Start of Selected extract
How UTA international students are responding to ICE’s recent F-1 status announcement

The Swift Center sits on West Campus on July 6 at UTA. The building houses the Center For African American Studies, the Center For Mexican American Studies and the Office of International Education. 

Architecture sophomore Camila Plate said she does not plan to return to campus in the fall due to the financial implications and uncertainty of having to leave the U.S. once the semester begins.

Due to the pandemic, she had to return to her home country of Paraguay in March, and with the help of her mom, she decided taking online classes would be safer. She doesn’t want to have to go through that again along with continuing to pay a lease if UTA were to go completely online and she would have to return home.

“I have to take my classes in [the] fall. If I can do it online, that would be great,” Plate said. “But if they don’t provide the classes online, then I don’t really have another option than to [go] take the classes however I can.”

Now, the U.S. Immigration and Customs Enforcement announcement on July 6 can cause Plate to lose her F-1 status if she doesn’t return to the U.S. for in-person classes and instead takes courses online from her home country. ICE announced that international students attending schools operating entirely online for the fall semester cannot take a full online course load and remain in the United States.

The students must depart the country or find an alternative solution, such as transferring to a school with face to face or hybrid courses, or face possible deportation.
End of Selected extract
Start of Dataset entries
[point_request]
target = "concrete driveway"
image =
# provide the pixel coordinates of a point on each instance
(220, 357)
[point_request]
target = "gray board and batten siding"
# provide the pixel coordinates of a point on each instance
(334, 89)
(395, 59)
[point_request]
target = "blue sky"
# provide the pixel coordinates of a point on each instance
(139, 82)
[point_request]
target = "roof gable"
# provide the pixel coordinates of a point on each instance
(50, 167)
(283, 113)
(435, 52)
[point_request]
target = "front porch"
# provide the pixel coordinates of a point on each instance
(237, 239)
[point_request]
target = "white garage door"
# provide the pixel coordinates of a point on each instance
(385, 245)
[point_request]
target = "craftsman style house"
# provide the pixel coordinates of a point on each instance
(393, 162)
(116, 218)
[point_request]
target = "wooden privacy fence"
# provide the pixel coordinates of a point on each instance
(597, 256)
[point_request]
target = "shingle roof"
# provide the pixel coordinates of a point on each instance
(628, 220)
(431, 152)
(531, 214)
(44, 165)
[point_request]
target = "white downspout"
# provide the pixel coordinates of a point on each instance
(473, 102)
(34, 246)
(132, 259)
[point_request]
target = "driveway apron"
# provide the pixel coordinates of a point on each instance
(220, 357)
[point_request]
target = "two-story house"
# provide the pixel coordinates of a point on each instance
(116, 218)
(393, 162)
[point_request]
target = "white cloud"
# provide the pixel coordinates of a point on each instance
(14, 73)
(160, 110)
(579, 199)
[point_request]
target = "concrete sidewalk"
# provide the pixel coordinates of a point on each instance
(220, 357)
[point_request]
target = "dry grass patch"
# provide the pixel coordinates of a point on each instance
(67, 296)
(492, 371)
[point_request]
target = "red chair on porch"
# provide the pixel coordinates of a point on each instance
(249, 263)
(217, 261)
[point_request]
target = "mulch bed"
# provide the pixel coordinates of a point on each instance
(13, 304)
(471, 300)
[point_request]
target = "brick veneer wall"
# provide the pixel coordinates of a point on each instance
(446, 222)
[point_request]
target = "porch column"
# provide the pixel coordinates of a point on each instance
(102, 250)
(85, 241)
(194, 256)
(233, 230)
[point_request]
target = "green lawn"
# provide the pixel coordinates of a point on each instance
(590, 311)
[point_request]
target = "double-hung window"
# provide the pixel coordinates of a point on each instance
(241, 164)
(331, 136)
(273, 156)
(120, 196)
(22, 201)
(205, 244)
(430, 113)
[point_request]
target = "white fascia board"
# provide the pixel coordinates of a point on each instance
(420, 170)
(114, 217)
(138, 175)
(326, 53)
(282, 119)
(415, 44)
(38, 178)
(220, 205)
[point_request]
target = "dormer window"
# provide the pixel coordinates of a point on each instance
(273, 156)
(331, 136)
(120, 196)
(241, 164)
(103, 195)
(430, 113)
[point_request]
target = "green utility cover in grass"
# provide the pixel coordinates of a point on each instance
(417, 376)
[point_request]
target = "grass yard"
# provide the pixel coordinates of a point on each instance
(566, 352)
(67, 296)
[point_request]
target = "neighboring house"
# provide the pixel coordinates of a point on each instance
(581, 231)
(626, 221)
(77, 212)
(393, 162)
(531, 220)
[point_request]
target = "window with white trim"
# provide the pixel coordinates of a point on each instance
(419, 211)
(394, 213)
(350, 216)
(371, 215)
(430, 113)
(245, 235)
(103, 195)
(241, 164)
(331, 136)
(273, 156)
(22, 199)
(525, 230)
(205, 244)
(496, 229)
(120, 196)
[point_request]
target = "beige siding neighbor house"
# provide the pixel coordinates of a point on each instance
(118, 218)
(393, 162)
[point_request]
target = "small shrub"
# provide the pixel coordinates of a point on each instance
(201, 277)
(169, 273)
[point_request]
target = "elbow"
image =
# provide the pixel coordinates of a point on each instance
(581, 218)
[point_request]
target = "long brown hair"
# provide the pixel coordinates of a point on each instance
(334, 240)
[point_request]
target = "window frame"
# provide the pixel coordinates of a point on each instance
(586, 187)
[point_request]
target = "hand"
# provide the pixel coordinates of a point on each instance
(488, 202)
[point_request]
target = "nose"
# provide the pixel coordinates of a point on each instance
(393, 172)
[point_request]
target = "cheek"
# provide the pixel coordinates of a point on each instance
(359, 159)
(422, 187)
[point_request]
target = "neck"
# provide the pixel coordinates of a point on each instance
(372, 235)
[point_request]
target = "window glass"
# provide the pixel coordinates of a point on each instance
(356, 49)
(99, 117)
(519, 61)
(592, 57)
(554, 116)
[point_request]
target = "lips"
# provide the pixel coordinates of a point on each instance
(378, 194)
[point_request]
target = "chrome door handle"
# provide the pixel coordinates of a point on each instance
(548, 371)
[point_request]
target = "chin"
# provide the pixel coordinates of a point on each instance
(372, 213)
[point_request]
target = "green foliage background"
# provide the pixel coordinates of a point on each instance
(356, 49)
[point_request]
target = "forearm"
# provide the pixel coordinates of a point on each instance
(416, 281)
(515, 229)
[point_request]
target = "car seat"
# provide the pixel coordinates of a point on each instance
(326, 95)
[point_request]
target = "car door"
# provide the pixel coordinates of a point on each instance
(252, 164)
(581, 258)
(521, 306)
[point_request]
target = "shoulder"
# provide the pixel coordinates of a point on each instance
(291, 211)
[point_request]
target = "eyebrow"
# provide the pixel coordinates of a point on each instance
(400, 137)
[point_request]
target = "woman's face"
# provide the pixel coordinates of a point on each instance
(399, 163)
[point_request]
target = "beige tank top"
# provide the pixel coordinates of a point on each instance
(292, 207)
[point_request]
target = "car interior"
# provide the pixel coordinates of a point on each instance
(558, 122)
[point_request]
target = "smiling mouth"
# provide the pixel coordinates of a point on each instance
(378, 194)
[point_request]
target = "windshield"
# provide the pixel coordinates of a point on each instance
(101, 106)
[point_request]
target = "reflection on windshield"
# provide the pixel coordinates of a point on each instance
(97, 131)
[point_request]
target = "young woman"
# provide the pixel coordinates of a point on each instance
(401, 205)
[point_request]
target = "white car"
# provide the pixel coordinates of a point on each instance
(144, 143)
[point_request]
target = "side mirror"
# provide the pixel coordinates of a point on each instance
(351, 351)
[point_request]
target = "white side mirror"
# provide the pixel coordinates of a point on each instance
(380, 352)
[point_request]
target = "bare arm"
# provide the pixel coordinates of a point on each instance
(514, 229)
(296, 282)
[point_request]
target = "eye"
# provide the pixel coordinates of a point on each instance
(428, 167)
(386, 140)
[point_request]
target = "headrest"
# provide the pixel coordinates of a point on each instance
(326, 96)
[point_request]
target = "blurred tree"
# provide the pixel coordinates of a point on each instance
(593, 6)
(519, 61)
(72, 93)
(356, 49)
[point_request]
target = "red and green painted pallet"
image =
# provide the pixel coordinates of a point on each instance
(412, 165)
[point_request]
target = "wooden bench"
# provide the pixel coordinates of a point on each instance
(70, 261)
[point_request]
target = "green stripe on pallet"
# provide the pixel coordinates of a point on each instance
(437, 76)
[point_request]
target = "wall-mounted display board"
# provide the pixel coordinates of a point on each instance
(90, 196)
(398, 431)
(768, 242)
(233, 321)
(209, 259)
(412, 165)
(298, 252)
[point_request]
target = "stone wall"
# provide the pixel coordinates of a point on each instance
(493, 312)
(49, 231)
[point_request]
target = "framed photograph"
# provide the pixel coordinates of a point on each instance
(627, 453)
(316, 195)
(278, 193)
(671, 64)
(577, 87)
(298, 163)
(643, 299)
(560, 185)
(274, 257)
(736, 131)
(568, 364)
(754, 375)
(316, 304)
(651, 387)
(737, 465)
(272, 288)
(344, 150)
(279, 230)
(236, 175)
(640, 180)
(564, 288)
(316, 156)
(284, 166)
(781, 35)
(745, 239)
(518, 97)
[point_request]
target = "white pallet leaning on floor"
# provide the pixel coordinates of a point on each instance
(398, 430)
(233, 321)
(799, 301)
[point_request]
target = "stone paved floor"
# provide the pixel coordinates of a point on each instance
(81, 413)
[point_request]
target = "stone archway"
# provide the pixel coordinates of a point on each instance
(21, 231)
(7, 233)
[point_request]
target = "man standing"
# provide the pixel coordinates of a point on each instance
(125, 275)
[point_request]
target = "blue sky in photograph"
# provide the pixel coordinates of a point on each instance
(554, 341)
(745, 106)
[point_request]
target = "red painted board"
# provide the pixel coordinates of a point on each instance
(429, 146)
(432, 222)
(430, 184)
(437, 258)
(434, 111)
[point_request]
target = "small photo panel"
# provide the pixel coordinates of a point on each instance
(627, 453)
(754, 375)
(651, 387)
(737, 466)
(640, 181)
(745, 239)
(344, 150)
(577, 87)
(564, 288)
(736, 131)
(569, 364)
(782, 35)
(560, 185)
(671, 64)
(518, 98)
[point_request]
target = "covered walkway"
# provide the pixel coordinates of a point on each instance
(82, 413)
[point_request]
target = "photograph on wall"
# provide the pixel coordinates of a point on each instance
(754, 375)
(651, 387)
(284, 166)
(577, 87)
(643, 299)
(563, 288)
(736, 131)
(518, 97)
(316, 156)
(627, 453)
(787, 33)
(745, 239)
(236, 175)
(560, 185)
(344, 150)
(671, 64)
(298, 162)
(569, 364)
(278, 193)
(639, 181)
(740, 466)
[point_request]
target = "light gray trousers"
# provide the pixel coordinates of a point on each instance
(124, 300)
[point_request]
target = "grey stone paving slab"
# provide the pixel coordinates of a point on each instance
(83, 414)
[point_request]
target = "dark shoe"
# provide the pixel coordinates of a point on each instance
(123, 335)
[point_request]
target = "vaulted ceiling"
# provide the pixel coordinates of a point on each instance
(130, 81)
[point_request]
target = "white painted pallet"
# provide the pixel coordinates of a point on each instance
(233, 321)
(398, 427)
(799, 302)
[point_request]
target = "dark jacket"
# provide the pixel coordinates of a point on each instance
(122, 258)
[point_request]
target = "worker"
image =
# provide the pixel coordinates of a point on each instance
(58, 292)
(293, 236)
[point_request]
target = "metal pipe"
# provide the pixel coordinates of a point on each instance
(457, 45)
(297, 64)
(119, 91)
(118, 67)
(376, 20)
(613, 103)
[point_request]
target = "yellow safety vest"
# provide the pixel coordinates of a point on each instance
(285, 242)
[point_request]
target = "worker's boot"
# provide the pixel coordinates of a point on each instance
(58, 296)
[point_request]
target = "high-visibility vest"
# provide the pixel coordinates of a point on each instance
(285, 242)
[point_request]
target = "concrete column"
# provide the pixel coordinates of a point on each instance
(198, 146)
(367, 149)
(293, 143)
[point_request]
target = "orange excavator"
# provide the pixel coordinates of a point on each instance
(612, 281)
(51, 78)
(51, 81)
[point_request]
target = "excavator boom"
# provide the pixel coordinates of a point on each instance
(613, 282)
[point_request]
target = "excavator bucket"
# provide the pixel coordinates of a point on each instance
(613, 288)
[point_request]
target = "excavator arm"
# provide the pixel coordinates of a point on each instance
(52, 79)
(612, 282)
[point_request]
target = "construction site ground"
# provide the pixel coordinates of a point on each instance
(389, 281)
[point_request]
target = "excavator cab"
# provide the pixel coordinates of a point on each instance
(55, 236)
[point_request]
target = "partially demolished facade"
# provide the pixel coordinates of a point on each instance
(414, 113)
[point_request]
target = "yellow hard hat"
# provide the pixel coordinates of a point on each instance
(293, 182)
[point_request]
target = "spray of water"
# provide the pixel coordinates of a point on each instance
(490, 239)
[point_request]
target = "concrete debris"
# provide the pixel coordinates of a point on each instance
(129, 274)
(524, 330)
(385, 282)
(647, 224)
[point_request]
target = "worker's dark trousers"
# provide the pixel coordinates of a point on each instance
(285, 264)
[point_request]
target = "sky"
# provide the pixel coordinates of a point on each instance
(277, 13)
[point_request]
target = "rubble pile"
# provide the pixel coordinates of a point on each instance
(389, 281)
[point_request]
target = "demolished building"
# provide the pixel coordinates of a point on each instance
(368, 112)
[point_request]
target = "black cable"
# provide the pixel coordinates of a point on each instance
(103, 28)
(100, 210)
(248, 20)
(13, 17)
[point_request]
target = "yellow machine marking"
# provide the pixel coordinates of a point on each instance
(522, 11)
End of Dataset entries
Exercise instructions: Print the entire article on UTA international students and the ICE announcement, reproducing it word for word.

Expected answer:
How UTA international students are responding to ICE’s recent F-1 status announcement

The Swift Center sits on West Campus on July 6 at UTA. The building houses the Center For African American Studies, the Center For Mexican American Studies and the Office of International Education. 

Architecture sophomore Camila Plate said she does not plan to return to campus in the fall due to the financial implications and uncertainty of having to leave the U.S. once the semester begins.

Due to the pandemic, she had to return to her home country of Paraguay in March, and with the help of her mom, she decided taking online classes would be safer. She doesn’t want to have to go through that again along with continuing to pay a lease if UTA were to go completely online and she would have to return home.

“I have to take my classes in [the] fall. If I can do it online, that would be great,” Plate said. “But if they don’t provide the classes online, then I don’t really have another option than to [go] take the classes however I can.”

Now, the U.S. Immigration and Customs Enforcement announcement on July 6 can cause Plate to lose her F-1 status if she doesn’t return to the U.S. for in-person classes and instead takes courses online from her home country. ICE announced that international students attending schools operating entirely online for the fall semester cannot take a full online course load and remain in the United States.

The students must depart the country or find an alternative solution, such as transferring to a school with face to face or hybrid courses, or face possible deportation.